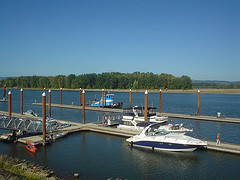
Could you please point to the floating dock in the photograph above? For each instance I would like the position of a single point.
(90, 108)
(170, 115)
(78, 127)
(202, 118)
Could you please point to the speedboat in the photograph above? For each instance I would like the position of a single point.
(108, 102)
(174, 128)
(30, 147)
(30, 113)
(153, 138)
(133, 118)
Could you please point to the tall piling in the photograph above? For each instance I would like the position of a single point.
(9, 104)
(21, 101)
(102, 98)
(44, 117)
(61, 96)
(130, 98)
(198, 102)
(49, 103)
(160, 101)
(4, 92)
(80, 97)
(146, 108)
(83, 103)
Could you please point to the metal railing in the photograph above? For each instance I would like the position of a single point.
(26, 124)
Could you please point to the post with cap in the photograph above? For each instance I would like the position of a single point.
(130, 98)
(49, 102)
(80, 97)
(103, 98)
(4, 92)
(145, 108)
(21, 101)
(9, 104)
(83, 103)
(160, 101)
(61, 96)
(44, 117)
(198, 102)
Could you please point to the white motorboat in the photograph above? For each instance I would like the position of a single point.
(174, 128)
(133, 118)
(152, 137)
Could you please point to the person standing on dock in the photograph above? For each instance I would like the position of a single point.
(218, 139)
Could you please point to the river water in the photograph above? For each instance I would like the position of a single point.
(100, 156)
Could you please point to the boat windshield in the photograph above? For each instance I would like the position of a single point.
(156, 132)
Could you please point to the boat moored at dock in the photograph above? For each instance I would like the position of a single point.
(133, 118)
(152, 137)
(107, 101)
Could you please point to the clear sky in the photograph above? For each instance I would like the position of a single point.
(197, 38)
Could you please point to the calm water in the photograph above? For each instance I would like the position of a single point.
(99, 156)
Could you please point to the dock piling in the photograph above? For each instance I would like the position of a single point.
(83, 103)
(80, 97)
(146, 108)
(21, 101)
(4, 92)
(198, 102)
(130, 98)
(49, 103)
(102, 98)
(44, 117)
(9, 104)
(61, 96)
(160, 101)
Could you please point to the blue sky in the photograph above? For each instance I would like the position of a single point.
(200, 39)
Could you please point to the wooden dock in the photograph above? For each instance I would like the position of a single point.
(78, 127)
(90, 108)
(202, 118)
(170, 115)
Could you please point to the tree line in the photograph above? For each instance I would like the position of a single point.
(212, 85)
(113, 80)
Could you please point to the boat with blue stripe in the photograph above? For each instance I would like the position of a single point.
(159, 139)
(107, 101)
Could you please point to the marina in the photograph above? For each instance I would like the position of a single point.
(77, 127)
(94, 146)
(171, 115)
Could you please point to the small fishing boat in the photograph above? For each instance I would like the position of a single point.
(59, 135)
(174, 128)
(133, 118)
(108, 102)
(30, 147)
(30, 113)
(153, 138)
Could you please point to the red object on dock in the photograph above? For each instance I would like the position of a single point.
(30, 147)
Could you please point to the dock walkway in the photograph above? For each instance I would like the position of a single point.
(202, 118)
(80, 107)
(78, 127)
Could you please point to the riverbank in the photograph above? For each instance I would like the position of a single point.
(207, 91)
(20, 169)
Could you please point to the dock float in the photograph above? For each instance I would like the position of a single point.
(202, 118)
(90, 108)
(170, 115)
(79, 127)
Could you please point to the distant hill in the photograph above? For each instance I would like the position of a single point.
(216, 84)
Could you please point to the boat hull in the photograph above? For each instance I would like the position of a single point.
(163, 146)
(30, 147)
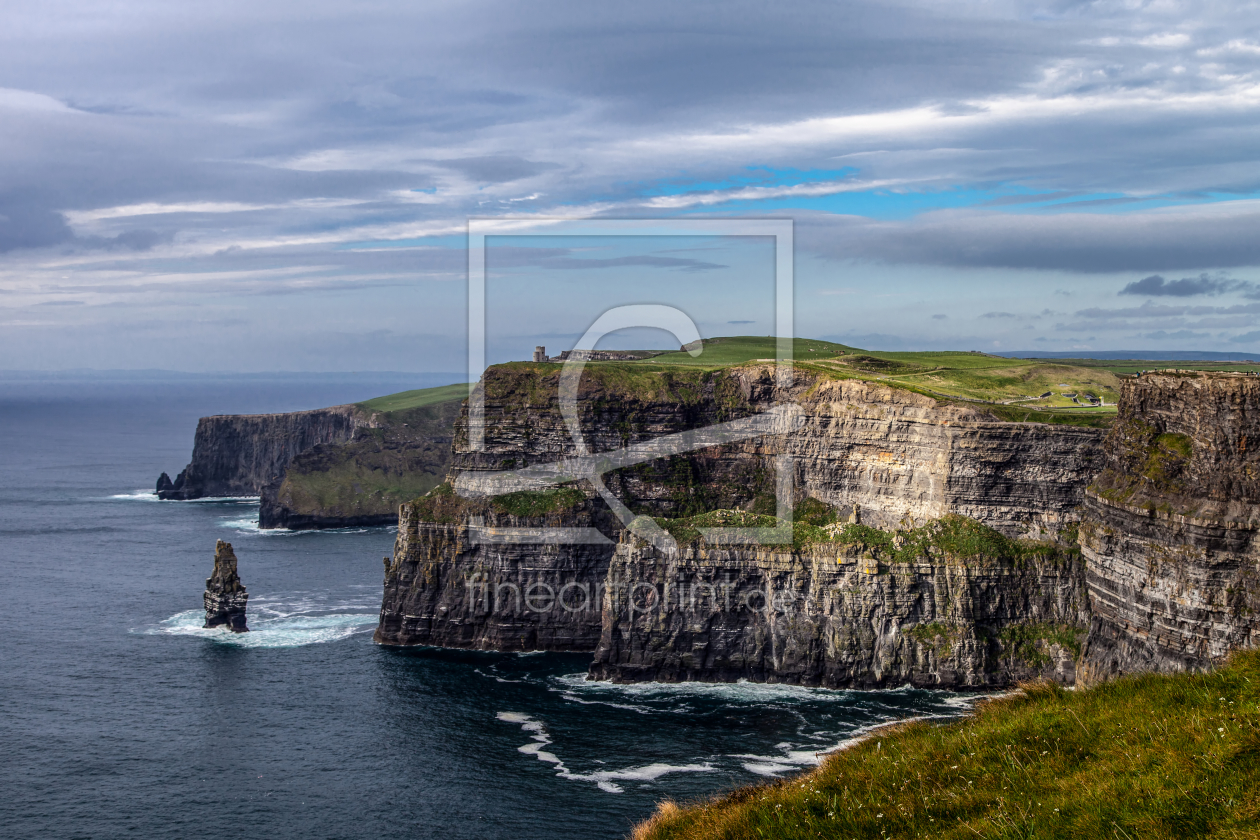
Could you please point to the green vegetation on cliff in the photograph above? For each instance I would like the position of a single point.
(950, 537)
(1151, 757)
(420, 398)
(442, 505)
(403, 455)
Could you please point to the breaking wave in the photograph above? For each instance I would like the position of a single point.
(292, 621)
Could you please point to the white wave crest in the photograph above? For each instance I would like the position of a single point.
(276, 630)
(139, 495)
(606, 780)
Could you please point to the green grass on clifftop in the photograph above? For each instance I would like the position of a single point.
(1142, 758)
(416, 398)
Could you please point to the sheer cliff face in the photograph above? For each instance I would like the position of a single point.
(902, 457)
(1169, 532)
(451, 584)
(838, 617)
(905, 459)
(238, 455)
(395, 459)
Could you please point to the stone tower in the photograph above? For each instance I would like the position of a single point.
(224, 596)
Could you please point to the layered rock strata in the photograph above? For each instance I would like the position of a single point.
(224, 596)
(392, 459)
(238, 455)
(836, 616)
(1171, 527)
(904, 457)
(486, 579)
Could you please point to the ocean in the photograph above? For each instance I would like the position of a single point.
(121, 717)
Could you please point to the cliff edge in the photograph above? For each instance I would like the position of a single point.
(1169, 527)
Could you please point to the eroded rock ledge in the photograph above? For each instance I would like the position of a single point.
(1171, 527)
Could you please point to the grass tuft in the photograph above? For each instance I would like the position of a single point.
(1157, 757)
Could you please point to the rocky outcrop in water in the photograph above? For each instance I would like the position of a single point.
(395, 457)
(1171, 527)
(224, 595)
(238, 455)
(842, 615)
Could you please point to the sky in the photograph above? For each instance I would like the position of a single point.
(287, 185)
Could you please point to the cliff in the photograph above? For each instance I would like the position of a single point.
(904, 459)
(395, 457)
(1169, 532)
(329, 467)
(464, 576)
(238, 455)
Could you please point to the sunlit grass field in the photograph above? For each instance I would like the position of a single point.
(1145, 757)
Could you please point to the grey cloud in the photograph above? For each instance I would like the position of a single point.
(32, 228)
(1163, 335)
(1076, 242)
(497, 168)
(1156, 286)
(1149, 310)
(563, 260)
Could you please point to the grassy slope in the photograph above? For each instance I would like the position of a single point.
(416, 398)
(372, 476)
(1142, 757)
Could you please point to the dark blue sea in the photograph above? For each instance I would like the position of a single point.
(120, 717)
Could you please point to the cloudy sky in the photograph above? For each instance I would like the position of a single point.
(286, 187)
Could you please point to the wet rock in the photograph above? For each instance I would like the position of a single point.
(224, 595)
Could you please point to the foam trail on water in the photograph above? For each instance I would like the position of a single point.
(139, 495)
(289, 620)
(605, 778)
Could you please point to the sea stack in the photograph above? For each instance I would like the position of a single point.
(224, 596)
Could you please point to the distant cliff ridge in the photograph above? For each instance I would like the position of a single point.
(238, 455)
(1171, 527)
(329, 467)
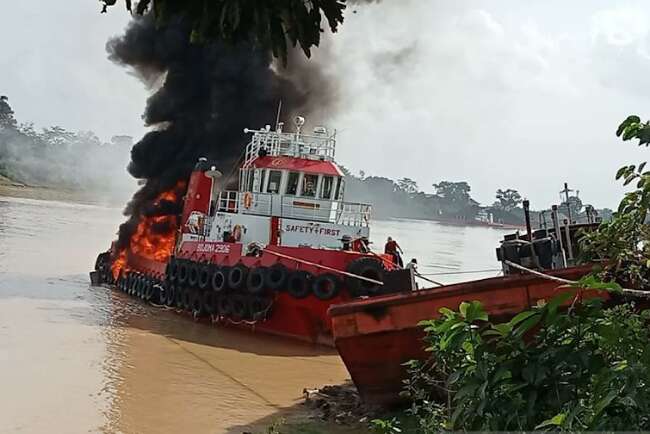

^^^^^^^^

» **Requirement**: Reproduce the lines above exactly, please, but not the pictures in them.

» **Result of the exercise**:
Could you please point to the floating dock in the photograph above? For each instance I would like the position of a single point.
(90, 108)
(170, 115)
(78, 127)
(202, 118)
Could you please point to the speedboat in the photograph above? For each instance I would like the position of a single point.
(108, 102)
(174, 128)
(30, 147)
(30, 113)
(153, 138)
(133, 118)
Could you please point to the tall piling in the photograph above? For each instance I would like the position of a single point.
(9, 104)
(21, 101)
(102, 98)
(44, 117)
(61, 96)
(130, 98)
(198, 102)
(49, 103)
(160, 101)
(4, 92)
(80, 97)
(146, 108)
(83, 103)
Could you please point to the metal railing in the photograph above? For each instance I would like the position of a single point.
(26, 124)
Could you please point to the post with cap in the photograph above? For each instance I would like the position of a single point.
(130, 98)
(49, 102)
(80, 97)
(103, 98)
(4, 92)
(145, 108)
(21, 101)
(9, 104)
(83, 103)
(160, 101)
(61, 96)
(44, 117)
(198, 102)
Could you please point to the white motorboat in the photograph above? For each instance I would like the position of a single point.
(174, 128)
(133, 118)
(152, 137)
Could you please point to the person standing on dock in the photograph above? For each instance I would like the position of a single point.
(218, 139)
Could you please point to the river water in the photograph above? For each instance I would like the position of a single point.
(100, 156)
Could you please point to the boat windshield in the photograph above? For each instance I would like the position of a single point.
(156, 132)
Could you please point to the boat moored at dock in the photograph above? For each instance I would like the position of a single point.
(133, 118)
(152, 137)
(107, 101)
Could you please point to the clear sky in the photograph above? For each instance I would like the position of a single point.
(197, 38)
Could you please point to the calm water in the photograph above? For each instance I would like the position of a single point.
(99, 156)
Could you please point to the dock piling in the photograph above? For each instance I would like the position of a single point.
(83, 103)
(80, 97)
(146, 108)
(21, 101)
(4, 92)
(198, 102)
(130, 98)
(49, 103)
(102, 98)
(44, 117)
(9, 104)
(61, 96)
(160, 101)
Could you please point to the blue sky in the photograph above? For each instance I would like the position of a single point.
(200, 39)
Could you please point to the wooden dock in the photograph above? For each instance I would like the position of a single point.
(78, 127)
(90, 108)
(202, 118)
(170, 115)
Could you please point to the tree line in the photograph above? For each instance I would like the position of a single point.
(212, 85)
(113, 80)
Could you please point to the boat with blue stripe in the photograph above? For each instance I would like the position of a single point.
(159, 139)
(107, 101)
Could you please point to the marina in the photograph above? For each instance I would like the position of a single point.
(77, 127)
(94, 146)
(171, 115)
Could you please point to the small fishing boat in the photograph above? For each instance I would like the position of a single point.
(59, 135)
(174, 128)
(133, 118)
(108, 102)
(30, 147)
(30, 113)
(153, 138)
Could you please point to the red object on dock in the photograph above? For each instance I would like the position of a single point.
(30, 147)
Could you please point to the dock walkway in the photograph above? For each instance I would like the position of a single point.
(202, 118)
(80, 107)
(78, 127)
Could you please point to the riverbank in the photograph above? For each instance I would like the position of a single point.
(207, 91)
(20, 169)
Could you please point to the dock float in the photograph above? For each instance I would like the position of a single point.
(202, 118)
(90, 108)
(170, 115)
(79, 127)
Could you please point to the distant hill in the photograph above? For each instance I would like the position of a single point.
(216, 84)
Could you please point to the boat hull in the photograph above? For each instance I would like the position of a single point.
(163, 146)
(30, 147)
Could you please point to the green vegetation on cliff in the photograph above? For each instance I would like the position of a single point.
(950, 537)
(1151, 757)
(420, 398)
(442, 505)
(403, 455)
Could you please point to the breaking wave in the photograph above? For each instance I would like the position of a single point.
(292, 621)
Could you please point to the white wave crest in the photograph above? For each instance I would like the position of a single point.
(276, 630)
(139, 495)
(606, 780)
Could you please point to the green grass on clifftop in the photograph above? For each instance I would like the position of a single point.
(1142, 758)
(416, 398)
Could you please point to the sheer cliff face in the photograph above? For each instance I would like the position of a single point.
(902, 457)
(1169, 532)
(451, 584)
(838, 617)
(905, 459)
(238, 455)
(395, 459)
Could you please point to the stone tower in the photograph above? For each instance I would like the position of a single point.
(224, 596)
Could you please point to the layered rock strata in the photograph above? For each instance I would like the position of a single point.
(224, 596)
(392, 459)
(238, 455)
(836, 616)
(1171, 527)
(904, 457)
(486, 579)
Could you please point to the ocean in the photograph above? For each instance I would like the position of a single point.
(121, 717)
Could you please point to the cliff edge in the photograph above? For each instance I would like the position of a single point.
(1169, 527)
Could you please point to the eroded rock ledge in the photograph above? For each instance I would like the position of a single point.
(1171, 527)
Could you please point to the grass tuft in the photograph above? For each instance I would like the position of a single point.
(1157, 757)
Could you please point to the rocky outcrop in water in the photograph above? For each instance I would like the position of a single point.
(395, 457)
(1171, 527)
(224, 595)
(238, 455)
(842, 615)
Could you please point to the sky in the photograph above? For each instance I would like the position of a single point.
(287, 185)
Could you please point to the cliff in the photograph above? For each instance I would like the position of a single point.
(904, 459)
(395, 457)
(1169, 532)
(329, 467)
(464, 576)
(238, 455)
Could you please point to the sunlit grass field in the photograph above? For each instance I would like the position of a single point.
(1145, 757)
Could you please point to the grey cloud in the photograph above? For each instance I would like the position of a single point.
(32, 228)
(1163, 335)
(1076, 242)
(497, 168)
(1156, 286)
(1149, 310)
(563, 260)
Could you please point to the grassy slope in the photograph above? For each instance I would like the position of a single point.
(416, 398)
(372, 476)
(1142, 757)
Could you please point to the dark blue sea in the photograph above? For each instance I would like the position of a single point.
(120, 717)
Could you please point to the cloudy sky in the photograph above? For each instance I would like the position of a single point.
(286, 187)
Could you please point to the wet rock in the photograph above? For each instance I would like the position of a single point.
(224, 595)
Could you please point to the foam trail on water in the photograph above? For each instance I would like the position of a single point.
(139, 495)
(289, 620)
(605, 778)
Could you please point to the sea stack in the photograph above? For each instance I would like the position of a single point.
(224, 596)
Could you please point to the distant cliff ridge in the photograph above? For each instance I would like the position of a single point.
(238, 455)
(1171, 527)
(329, 467)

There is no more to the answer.